# WORK ORDER
What lines of the data below hold the string "ceiling"? Copy each one.

*** Opening DATA UNDER STUDY ***

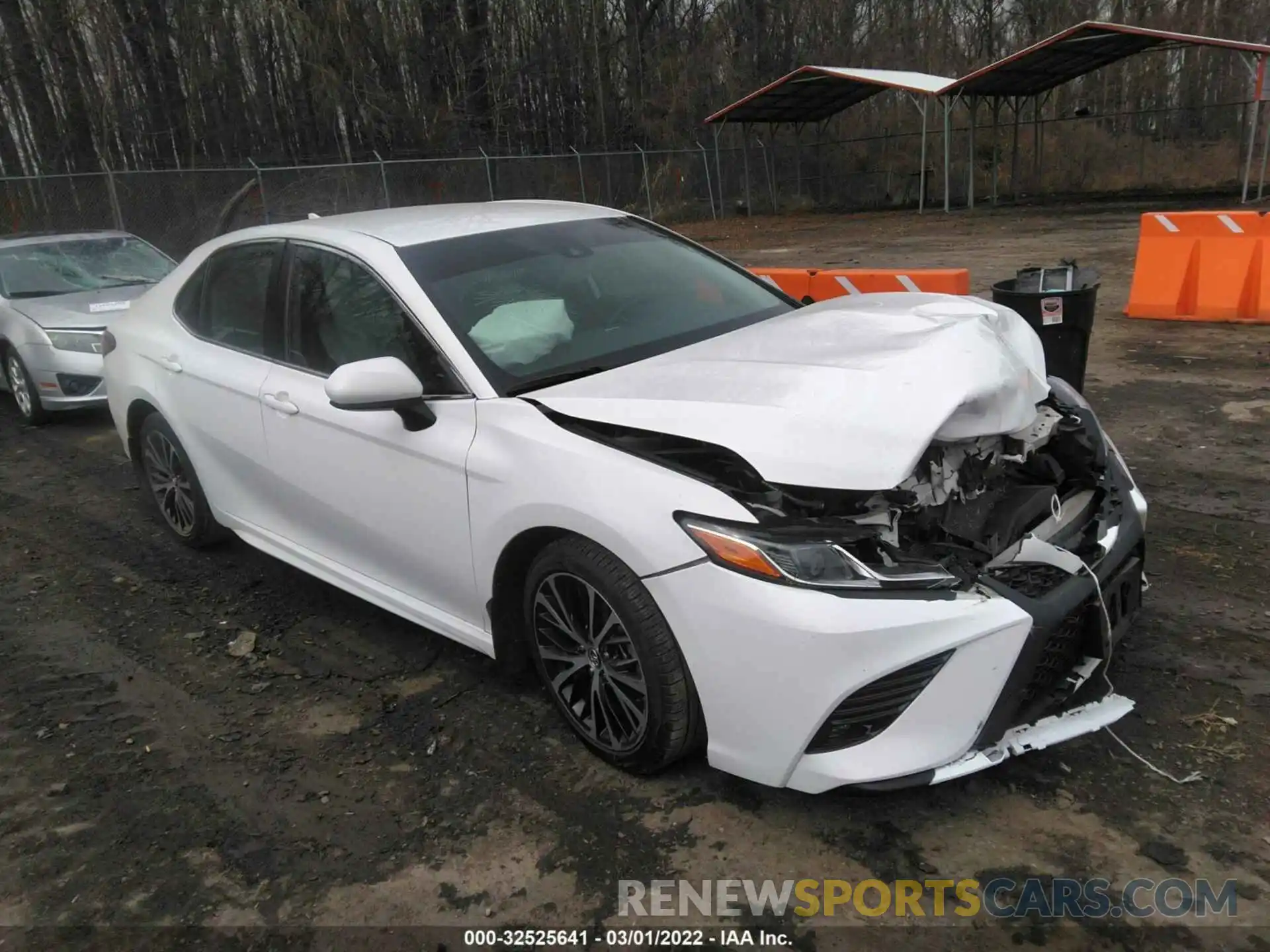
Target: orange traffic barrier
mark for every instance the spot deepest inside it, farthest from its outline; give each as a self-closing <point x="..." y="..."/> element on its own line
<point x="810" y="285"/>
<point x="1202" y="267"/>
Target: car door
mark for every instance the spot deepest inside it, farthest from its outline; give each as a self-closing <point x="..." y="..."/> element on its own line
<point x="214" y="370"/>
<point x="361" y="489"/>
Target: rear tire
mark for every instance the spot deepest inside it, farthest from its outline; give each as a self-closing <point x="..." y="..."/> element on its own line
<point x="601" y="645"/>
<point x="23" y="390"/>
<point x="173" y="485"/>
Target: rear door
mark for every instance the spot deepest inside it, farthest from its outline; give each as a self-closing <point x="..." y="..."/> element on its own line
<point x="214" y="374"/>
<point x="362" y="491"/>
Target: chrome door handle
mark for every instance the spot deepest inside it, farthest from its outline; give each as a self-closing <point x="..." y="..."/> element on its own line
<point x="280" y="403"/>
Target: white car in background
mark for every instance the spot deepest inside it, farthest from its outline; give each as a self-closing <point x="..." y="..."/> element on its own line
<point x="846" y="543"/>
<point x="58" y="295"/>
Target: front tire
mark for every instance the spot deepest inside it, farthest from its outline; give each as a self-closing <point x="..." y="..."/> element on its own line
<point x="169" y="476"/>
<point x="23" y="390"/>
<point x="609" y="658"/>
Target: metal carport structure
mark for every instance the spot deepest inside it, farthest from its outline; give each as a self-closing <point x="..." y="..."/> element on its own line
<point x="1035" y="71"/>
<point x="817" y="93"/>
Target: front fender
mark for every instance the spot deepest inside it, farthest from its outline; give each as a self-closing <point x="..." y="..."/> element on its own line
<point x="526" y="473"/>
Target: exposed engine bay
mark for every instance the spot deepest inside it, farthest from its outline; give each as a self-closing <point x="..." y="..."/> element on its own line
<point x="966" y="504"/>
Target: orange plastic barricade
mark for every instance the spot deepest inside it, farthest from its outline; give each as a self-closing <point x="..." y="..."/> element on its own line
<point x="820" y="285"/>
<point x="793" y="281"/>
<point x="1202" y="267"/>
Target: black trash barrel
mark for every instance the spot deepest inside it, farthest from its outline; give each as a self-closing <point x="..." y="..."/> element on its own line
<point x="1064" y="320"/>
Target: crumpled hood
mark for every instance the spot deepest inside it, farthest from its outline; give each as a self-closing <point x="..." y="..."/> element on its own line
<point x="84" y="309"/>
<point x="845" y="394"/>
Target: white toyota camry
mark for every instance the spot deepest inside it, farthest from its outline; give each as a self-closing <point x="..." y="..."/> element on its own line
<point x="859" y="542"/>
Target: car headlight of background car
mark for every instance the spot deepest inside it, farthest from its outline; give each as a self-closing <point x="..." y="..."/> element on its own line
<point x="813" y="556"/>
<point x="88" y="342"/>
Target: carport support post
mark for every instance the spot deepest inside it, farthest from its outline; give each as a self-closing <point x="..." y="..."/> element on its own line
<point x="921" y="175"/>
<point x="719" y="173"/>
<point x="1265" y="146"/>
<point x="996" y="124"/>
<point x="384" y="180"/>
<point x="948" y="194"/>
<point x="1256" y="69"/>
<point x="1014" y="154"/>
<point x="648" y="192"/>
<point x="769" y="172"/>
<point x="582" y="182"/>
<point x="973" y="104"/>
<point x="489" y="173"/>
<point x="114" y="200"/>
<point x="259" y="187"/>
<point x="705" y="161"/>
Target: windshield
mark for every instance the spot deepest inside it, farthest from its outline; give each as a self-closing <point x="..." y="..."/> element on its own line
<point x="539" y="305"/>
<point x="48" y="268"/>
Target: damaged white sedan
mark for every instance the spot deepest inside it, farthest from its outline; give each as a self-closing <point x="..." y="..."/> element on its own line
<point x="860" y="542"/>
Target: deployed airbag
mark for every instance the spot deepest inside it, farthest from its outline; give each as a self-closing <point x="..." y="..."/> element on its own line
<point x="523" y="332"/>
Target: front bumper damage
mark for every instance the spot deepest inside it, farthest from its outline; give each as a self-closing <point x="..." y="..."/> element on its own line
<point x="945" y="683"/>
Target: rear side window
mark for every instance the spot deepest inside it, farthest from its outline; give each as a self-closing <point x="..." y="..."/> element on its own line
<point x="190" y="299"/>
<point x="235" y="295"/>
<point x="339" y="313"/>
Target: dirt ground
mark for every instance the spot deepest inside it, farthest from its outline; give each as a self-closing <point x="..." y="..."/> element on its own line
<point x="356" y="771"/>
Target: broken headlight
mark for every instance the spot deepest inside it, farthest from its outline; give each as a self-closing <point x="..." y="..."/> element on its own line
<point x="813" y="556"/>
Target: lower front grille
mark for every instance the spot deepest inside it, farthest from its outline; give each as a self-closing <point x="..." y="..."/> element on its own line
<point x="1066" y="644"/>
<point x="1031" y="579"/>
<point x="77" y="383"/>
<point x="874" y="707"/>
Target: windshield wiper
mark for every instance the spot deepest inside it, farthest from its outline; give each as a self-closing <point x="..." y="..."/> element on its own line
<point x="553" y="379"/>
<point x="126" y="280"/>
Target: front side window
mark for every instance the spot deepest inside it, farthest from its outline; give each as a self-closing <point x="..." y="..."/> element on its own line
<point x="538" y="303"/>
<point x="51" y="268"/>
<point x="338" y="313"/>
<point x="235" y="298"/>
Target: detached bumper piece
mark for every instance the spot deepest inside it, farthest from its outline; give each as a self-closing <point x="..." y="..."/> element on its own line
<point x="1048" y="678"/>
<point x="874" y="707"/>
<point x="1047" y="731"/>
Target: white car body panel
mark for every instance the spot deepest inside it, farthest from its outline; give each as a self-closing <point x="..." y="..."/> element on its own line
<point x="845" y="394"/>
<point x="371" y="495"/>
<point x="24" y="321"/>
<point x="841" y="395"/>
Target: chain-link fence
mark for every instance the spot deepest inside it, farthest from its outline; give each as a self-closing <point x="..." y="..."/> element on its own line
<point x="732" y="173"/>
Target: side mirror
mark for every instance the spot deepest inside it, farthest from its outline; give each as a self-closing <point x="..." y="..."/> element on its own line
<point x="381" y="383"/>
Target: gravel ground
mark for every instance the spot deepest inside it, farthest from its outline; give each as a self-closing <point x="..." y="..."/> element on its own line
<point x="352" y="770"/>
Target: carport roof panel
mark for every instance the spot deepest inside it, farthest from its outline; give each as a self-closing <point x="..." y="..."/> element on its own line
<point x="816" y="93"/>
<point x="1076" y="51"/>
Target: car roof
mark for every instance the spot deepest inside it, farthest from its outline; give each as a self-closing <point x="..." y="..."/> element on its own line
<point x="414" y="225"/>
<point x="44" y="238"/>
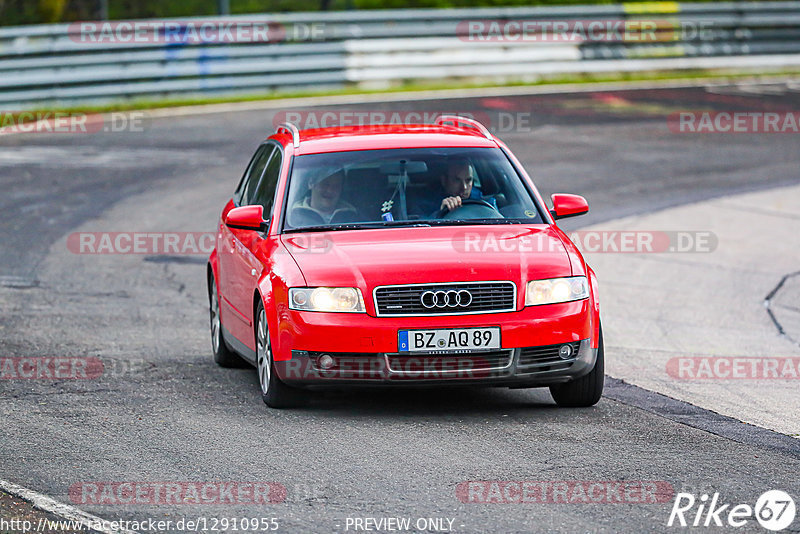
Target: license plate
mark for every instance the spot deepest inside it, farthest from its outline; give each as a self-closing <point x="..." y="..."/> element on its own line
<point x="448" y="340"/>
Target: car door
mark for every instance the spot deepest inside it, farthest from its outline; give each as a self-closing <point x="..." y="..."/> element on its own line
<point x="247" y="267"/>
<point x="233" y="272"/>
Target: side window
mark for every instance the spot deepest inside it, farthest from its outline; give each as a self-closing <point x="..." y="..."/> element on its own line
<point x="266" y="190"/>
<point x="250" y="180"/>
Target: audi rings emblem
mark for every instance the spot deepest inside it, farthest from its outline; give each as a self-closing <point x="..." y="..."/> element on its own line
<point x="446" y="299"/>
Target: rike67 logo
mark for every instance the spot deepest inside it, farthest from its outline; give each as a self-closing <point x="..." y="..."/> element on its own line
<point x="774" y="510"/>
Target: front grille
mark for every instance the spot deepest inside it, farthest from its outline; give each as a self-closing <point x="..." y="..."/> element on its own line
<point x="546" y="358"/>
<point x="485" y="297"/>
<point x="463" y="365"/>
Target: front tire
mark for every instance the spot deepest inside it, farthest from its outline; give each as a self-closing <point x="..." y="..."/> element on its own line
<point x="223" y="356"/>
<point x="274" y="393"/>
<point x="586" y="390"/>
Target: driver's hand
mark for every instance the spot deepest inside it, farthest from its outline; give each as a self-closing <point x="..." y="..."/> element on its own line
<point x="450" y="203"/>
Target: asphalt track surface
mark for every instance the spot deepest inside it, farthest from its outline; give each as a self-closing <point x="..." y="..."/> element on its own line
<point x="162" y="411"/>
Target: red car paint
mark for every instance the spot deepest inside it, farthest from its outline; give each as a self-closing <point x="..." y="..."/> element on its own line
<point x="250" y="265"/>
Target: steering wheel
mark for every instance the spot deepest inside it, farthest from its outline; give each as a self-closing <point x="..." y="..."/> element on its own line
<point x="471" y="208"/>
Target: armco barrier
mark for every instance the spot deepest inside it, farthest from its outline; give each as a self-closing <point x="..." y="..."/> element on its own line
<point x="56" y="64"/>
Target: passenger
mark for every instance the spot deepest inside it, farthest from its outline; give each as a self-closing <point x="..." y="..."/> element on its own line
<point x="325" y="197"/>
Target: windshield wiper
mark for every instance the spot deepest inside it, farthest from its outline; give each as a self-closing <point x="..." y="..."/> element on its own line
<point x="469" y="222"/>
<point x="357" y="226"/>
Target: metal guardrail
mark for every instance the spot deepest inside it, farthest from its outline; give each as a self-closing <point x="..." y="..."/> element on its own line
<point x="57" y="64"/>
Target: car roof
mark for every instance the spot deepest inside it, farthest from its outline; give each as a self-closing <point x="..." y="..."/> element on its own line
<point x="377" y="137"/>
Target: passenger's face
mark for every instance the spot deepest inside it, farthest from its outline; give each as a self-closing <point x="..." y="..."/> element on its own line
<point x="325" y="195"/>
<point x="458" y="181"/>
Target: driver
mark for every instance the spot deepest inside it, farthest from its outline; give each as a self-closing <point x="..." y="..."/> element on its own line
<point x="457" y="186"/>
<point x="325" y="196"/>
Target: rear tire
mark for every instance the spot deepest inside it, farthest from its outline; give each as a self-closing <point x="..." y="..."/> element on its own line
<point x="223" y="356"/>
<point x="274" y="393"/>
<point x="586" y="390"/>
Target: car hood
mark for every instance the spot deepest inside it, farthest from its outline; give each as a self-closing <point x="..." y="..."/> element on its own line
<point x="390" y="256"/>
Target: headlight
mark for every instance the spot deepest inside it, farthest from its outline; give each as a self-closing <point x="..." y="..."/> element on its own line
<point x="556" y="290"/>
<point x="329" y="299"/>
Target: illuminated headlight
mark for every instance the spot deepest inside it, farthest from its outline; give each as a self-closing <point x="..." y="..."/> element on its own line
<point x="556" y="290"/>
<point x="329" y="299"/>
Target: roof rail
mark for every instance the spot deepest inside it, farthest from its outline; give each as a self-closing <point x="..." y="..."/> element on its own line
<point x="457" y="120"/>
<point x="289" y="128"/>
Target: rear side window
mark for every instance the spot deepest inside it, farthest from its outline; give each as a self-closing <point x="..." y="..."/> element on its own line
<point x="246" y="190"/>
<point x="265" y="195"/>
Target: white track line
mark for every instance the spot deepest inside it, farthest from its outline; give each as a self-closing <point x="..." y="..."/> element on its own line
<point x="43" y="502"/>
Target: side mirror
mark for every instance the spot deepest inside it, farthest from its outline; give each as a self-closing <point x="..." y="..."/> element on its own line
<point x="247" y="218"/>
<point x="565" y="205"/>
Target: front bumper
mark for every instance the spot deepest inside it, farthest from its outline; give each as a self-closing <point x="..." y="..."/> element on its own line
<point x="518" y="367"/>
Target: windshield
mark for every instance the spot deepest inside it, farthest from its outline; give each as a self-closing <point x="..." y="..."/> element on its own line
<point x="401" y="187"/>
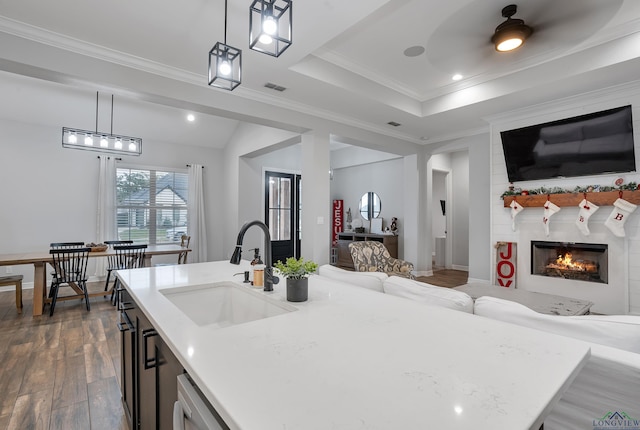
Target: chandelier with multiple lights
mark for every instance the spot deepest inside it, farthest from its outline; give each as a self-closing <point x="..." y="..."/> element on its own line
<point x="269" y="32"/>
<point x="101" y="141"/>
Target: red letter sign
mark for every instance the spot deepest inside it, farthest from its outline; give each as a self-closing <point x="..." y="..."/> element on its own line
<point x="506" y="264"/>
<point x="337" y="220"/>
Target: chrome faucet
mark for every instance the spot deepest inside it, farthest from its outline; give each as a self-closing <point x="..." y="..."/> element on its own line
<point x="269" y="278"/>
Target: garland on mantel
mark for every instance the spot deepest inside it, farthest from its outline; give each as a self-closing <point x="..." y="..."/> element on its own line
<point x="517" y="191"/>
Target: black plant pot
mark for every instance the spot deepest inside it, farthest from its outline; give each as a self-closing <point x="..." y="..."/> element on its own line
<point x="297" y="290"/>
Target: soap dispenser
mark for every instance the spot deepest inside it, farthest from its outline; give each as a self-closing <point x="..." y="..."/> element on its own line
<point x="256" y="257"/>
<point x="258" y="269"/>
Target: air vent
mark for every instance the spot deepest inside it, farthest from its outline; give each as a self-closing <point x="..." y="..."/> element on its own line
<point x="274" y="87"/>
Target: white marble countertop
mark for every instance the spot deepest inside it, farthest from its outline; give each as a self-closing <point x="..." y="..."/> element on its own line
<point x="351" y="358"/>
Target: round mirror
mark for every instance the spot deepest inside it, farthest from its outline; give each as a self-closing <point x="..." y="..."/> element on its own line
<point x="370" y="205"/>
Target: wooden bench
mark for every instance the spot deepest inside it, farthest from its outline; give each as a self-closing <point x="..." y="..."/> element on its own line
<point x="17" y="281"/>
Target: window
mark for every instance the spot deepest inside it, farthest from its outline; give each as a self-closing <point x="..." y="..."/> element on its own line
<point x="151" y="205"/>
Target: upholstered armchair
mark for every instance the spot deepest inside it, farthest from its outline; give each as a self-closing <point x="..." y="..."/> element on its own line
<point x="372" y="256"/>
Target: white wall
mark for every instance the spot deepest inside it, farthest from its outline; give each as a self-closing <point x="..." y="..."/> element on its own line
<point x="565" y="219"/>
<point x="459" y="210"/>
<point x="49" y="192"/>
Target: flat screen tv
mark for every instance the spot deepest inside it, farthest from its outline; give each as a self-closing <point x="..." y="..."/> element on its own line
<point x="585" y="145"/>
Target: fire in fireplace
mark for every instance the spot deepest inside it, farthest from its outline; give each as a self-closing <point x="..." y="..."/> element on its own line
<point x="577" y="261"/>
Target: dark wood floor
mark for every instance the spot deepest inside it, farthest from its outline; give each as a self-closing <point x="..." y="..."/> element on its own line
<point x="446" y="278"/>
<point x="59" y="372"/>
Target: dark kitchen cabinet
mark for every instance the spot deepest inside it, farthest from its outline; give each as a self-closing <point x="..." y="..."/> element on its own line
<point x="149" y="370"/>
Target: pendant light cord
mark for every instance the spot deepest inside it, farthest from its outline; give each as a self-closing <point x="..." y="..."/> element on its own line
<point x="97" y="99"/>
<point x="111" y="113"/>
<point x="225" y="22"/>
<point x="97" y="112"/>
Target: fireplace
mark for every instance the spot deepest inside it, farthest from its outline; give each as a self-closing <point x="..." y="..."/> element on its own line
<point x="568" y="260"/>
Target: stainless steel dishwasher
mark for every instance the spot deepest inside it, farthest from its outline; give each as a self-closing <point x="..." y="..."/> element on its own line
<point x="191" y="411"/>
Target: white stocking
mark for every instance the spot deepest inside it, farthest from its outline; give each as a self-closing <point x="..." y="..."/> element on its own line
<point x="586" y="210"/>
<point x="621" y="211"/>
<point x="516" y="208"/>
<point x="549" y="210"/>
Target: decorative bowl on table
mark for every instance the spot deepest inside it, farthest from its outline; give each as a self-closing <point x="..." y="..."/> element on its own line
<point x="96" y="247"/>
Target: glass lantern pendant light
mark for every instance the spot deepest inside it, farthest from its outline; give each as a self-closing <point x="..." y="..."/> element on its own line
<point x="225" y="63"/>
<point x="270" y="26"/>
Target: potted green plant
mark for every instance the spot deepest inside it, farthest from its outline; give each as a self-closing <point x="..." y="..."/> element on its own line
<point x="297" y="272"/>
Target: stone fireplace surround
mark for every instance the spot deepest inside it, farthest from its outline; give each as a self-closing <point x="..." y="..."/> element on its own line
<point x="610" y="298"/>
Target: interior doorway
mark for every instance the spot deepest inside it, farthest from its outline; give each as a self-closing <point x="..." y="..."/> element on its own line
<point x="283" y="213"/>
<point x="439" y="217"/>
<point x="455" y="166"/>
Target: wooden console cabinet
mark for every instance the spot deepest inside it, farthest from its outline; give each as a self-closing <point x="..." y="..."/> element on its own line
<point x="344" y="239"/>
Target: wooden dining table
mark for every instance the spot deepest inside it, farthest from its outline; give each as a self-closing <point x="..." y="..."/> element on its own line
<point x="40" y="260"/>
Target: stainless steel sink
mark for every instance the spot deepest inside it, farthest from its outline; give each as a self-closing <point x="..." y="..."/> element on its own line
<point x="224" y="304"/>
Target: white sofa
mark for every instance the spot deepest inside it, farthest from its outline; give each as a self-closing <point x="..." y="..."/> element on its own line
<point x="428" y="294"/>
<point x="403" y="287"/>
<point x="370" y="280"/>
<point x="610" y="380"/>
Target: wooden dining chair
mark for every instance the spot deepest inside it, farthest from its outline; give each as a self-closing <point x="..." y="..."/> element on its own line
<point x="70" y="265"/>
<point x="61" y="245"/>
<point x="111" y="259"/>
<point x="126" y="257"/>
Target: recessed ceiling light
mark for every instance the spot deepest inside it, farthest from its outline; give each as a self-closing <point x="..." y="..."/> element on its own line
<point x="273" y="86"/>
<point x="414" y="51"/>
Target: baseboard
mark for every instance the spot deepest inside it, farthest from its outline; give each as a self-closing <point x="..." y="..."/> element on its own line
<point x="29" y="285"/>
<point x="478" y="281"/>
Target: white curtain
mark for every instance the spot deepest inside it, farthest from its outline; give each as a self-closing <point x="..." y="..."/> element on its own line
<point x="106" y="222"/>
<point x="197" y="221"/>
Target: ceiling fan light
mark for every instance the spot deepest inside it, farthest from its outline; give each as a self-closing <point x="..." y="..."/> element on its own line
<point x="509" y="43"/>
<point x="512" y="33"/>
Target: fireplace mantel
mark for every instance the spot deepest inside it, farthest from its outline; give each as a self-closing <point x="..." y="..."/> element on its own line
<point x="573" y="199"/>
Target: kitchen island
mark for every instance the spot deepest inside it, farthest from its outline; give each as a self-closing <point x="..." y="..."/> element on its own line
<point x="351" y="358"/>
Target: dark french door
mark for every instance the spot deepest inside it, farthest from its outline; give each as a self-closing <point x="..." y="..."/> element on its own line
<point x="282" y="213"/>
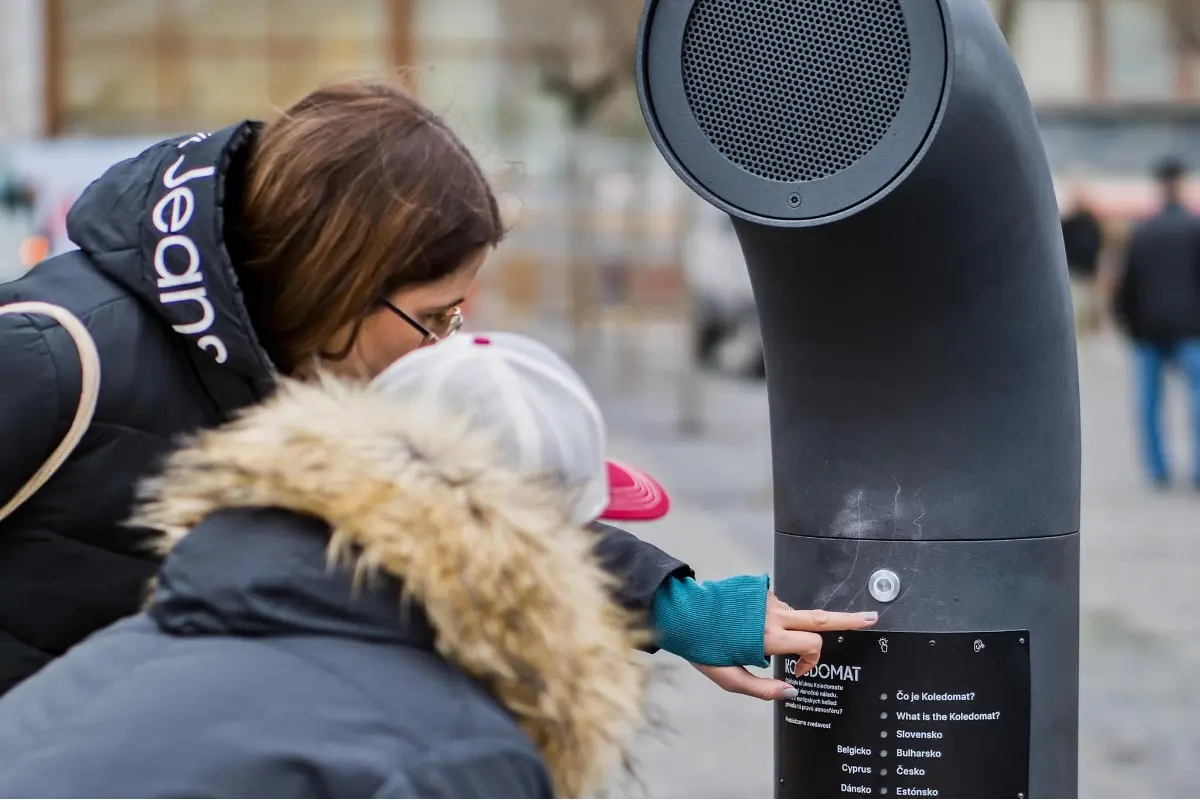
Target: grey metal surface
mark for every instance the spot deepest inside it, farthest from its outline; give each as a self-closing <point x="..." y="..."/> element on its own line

*** Closing DATA UNDER STUDY ***

# SOLUTION TO THIS TASK
Target: recessed ceiling light
Target: ceiling fan light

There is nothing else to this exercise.